▶ [STUDY TEXT]:

******************************

Russia supplied separatist forces in South Ossetia and Abkhazia with weapons in the lead-up to the Georgian attack on South Ossetia in August 2008, U.S. diplomatic cables published by the WikiLeaks website allege.
The cables also claimed the Kremlin had been involved in missile attacks and murder plots in what the US ambassador in Tbilisi, John Tefft, called “a high-stakes covert game.”
"The South Ossetians have reportedly received arms and equipment from Russia, including Grad missiles, on various occasions, including during recent tensions, “he wrote almost a year before the two countries went to war.
He suggested was the aim was to "provoke the Georgian leadership into a rash reaction that separates Georgia further from the West" with the “deeper goal” of “turning Georgia from its Euroatlantic orientation back into the Russian fold.”
The cables also say that the Bush administration warned Georgian President Mikheil Saakashvili not to engage in military action against the two breakaway republics.

******************************

▶ [DATA BELOW]:

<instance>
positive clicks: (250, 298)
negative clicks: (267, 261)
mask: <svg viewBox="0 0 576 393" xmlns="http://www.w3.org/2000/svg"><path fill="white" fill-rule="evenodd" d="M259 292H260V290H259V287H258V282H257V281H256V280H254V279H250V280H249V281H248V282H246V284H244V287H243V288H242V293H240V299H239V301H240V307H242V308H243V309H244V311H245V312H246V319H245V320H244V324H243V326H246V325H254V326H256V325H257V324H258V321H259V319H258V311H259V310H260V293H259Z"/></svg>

******************************

▶ [EXERCISE REQUIREMENTS]:
A. For the article on the WikiLeaks cables about Georgia, say whether each statement agrees with it, answering yes or no and quoting the words that decide it: (i) Grad missiles were among the arms South Ossetians reportedly got from Russia; (ii) Mikheil Saakashvili was the US ambassador in Tbilisi; (iii) the Bush administration urged Georgia to take military action against the two breakaway republics.
B. Carry on the article on the WikiLeaks cables about Georgia from the point where it stops.
Nothing in the listing is needed here.

▶ [EXERCISE RESPONSES]:
A.
(i) Yes: "received arms and equipment from Russia, including Grad missiles"
(ii) No: "the US ambassador in Tbilisi, John Tefft"
(iii) No: "warned Georgian President Mikheil Saakashvili not to engage in military action against the two breakaway republics"

B.
A cable written by then U.S. ambassador to Russia, William Burns, revealed that Matt Bryza, the US deputy assistant secretary of state, had told Tbilisi that “if Georgia uses force or stumbles into a conflict, Saakashvili will find himself alone, blamed by the international community for recklessness."
Russia recognized the independence of both South Ossetia and Abkhazia two weeks after the end of the war. The decision was slammed by Western powers. So far, only Venezuela, Nicaragua and the tiny island nation of Nauru have followed suit.
WikiLeaks founder Julian Assange has been placed on an Interpol wanted list in connection with rape charges he faces in Sweden. He denies the allegations. Britain's The Independent newspaper said on Thursday that he was hiding in southeast England and Scotland Yard was awaiting instructions to arrest him.